● **The data**:
════
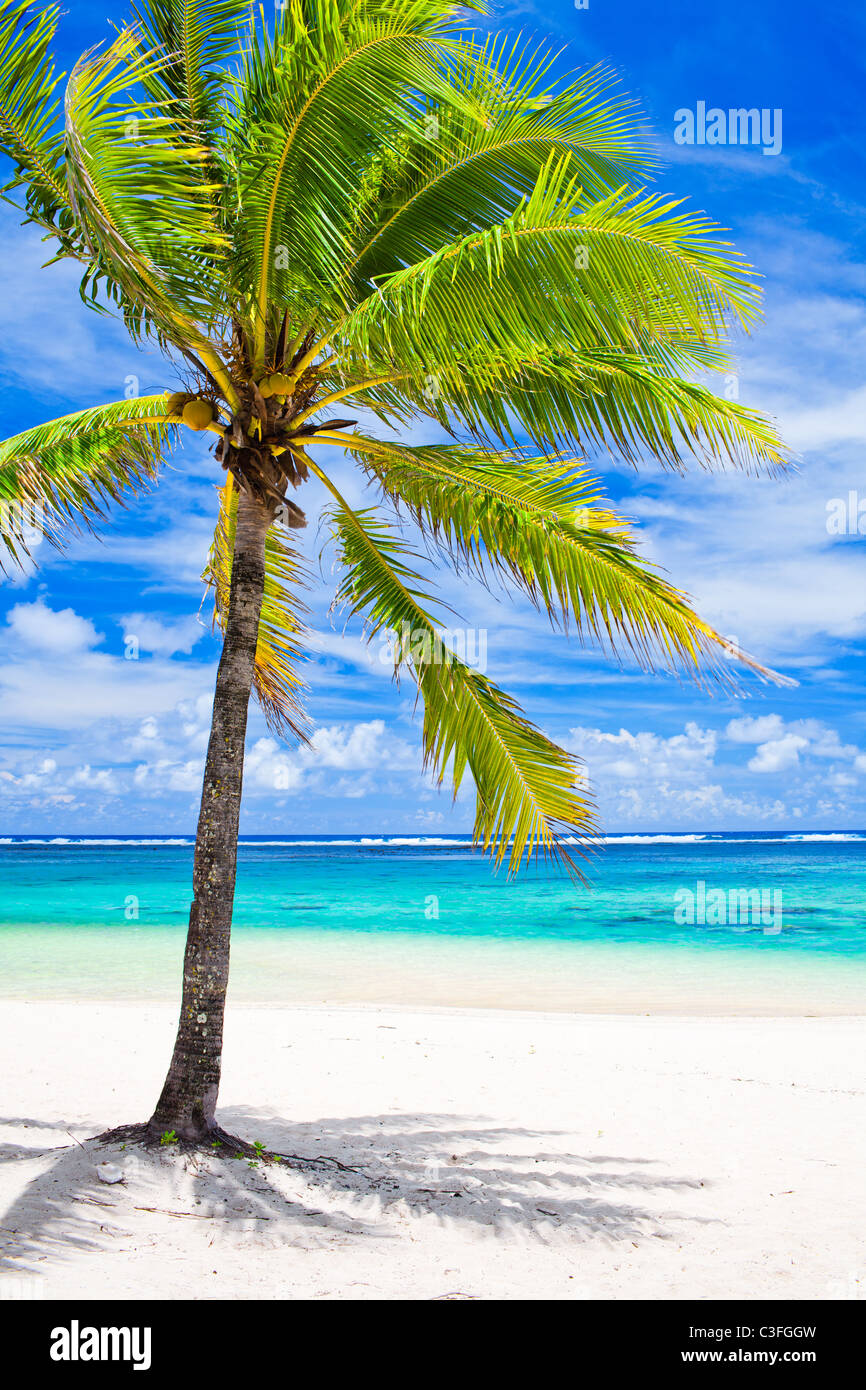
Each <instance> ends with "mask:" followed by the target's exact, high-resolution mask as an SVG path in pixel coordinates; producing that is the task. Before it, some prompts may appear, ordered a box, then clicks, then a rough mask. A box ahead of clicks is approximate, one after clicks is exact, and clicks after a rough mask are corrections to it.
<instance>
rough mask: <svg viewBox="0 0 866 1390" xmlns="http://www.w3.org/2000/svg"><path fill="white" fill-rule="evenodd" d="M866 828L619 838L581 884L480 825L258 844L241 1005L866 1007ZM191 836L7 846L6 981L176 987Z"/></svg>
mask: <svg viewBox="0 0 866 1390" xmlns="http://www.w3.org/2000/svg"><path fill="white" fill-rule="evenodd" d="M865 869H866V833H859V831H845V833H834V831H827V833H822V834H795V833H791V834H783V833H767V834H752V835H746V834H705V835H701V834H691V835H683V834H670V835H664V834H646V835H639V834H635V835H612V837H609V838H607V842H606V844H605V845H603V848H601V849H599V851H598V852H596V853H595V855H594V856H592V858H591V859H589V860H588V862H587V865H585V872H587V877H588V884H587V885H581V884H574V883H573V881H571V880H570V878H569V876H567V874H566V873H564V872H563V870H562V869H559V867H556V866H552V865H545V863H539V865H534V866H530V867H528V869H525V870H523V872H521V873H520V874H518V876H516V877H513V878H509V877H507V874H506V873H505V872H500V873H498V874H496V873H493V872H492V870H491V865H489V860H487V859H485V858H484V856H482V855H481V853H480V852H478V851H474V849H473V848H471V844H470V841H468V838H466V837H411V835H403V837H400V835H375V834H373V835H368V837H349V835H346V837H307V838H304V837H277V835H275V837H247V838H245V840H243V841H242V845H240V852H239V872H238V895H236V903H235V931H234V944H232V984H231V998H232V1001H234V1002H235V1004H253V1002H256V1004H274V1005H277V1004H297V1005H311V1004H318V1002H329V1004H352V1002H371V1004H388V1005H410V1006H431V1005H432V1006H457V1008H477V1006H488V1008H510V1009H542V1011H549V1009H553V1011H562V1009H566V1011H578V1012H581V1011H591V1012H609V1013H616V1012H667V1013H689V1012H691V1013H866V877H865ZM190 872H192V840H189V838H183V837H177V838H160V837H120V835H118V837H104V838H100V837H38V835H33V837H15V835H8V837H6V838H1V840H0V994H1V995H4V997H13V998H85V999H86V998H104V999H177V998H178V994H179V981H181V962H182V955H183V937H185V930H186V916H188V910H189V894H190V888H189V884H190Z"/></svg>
════
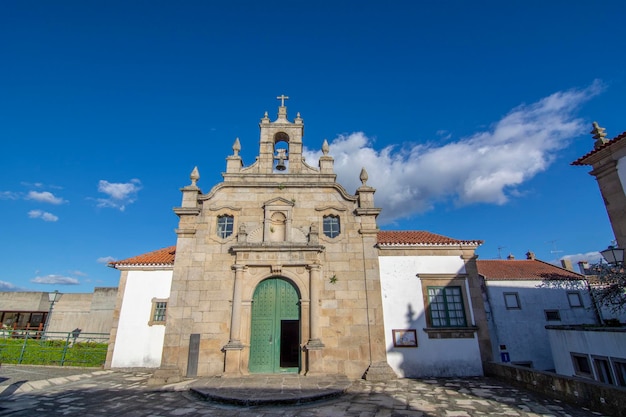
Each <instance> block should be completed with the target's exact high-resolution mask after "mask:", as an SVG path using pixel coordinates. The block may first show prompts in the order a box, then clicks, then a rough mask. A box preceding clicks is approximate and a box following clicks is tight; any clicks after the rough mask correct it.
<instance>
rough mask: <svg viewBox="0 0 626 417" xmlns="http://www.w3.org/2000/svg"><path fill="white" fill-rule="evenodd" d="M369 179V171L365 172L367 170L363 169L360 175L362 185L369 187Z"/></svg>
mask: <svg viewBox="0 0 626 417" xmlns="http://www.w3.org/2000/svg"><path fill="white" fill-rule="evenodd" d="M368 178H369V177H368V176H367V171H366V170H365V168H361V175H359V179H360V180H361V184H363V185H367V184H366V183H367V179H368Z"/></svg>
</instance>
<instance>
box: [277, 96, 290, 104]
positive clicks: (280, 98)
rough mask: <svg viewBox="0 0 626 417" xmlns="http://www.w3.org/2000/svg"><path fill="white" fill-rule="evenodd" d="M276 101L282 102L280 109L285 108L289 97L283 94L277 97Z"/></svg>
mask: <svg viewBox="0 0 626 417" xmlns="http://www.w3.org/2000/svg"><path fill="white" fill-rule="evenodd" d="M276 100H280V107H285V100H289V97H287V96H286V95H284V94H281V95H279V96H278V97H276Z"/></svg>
════
From the line that has "</instance>" through the line that has "positive clicks: (280, 98)", copy every line exactly as it appears above, and leave out all others.

</instance>
<instance>
box: [277, 96, 290, 104]
positive clicks: (280, 98)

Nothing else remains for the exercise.